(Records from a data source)
───
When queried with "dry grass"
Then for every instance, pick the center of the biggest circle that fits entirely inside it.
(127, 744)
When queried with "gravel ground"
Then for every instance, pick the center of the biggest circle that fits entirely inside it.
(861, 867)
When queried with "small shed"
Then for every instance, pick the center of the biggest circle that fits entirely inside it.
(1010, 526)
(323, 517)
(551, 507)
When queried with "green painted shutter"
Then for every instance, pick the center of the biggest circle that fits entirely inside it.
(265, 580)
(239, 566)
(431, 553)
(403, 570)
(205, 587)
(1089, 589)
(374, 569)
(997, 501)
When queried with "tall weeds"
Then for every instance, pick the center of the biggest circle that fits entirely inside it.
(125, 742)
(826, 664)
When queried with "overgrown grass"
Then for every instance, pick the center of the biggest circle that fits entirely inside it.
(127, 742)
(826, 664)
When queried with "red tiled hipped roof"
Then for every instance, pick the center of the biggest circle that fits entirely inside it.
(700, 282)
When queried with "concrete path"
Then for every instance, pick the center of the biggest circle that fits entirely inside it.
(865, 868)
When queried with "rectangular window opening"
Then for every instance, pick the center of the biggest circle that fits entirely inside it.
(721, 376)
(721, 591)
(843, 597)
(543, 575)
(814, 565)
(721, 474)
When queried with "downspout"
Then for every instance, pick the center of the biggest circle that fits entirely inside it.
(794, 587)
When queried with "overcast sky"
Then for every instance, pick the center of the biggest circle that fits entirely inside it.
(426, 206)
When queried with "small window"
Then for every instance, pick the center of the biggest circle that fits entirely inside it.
───
• _REQUIRED ACTION_
Output every line above without altering anything.

• _OUTPUT OF THE EXERCISE_
When queried with "dry grass"
Then for every instance, pick the center of the biggest circle that fits entirely inside it.
(127, 744)
When queried with "gravel ground"
Then for every instance, pick the center of the biggest circle that fits entirely inside it.
(861, 867)
When queried with "small shed"
Then for every instance, pick the center of the biggest circle that fits entirely inside it.
(1010, 526)
(323, 517)
(551, 507)
When queried with "green painted shutter"
Then for every instance, pick the center of the biggest circle that fits entirely inside it.
(265, 580)
(239, 566)
(431, 553)
(403, 570)
(205, 587)
(1089, 589)
(374, 569)
(997, 501)
When queried with "tall weeds"
Then for every instance, pick the center of the biggest circle that fits entirely inside it.
(125, 742)
(826, 664)
When queried with "overgrown grass"
Then for every instance, pick the center of the biggest circle that fits entirely inside it.
(127, 742)
(826, 664)
When queried with "red tiled hipped roof"
Then for every instance, pick the center of the biggest circle that fits entirely inside it.
(700, 282)
When queried with "concrete path"
Then for every instance, pick the center of the biggest circle that fits entirely inside it.
(865, 868)
When queried with "rectangular window opening"
Then for every instance, pick the center of the biggest circle that fits entirely inside it.
(721, 376)
(721, 591)
(843, 597)
(543, 575)
(814, 565)
(721, 474)
When queried with "downspout"
Then for every instance, pick the center of the biggest circle that fits entirely inside it.
(794, 587)
When queried with "overcast sky"
Then for every instance, pick the center of the biggest circle that fits entirely inside it.
(426, 206)
When queried with "small window"
Then for every instance, pick the center of the biggest circle that fits entirely inside it.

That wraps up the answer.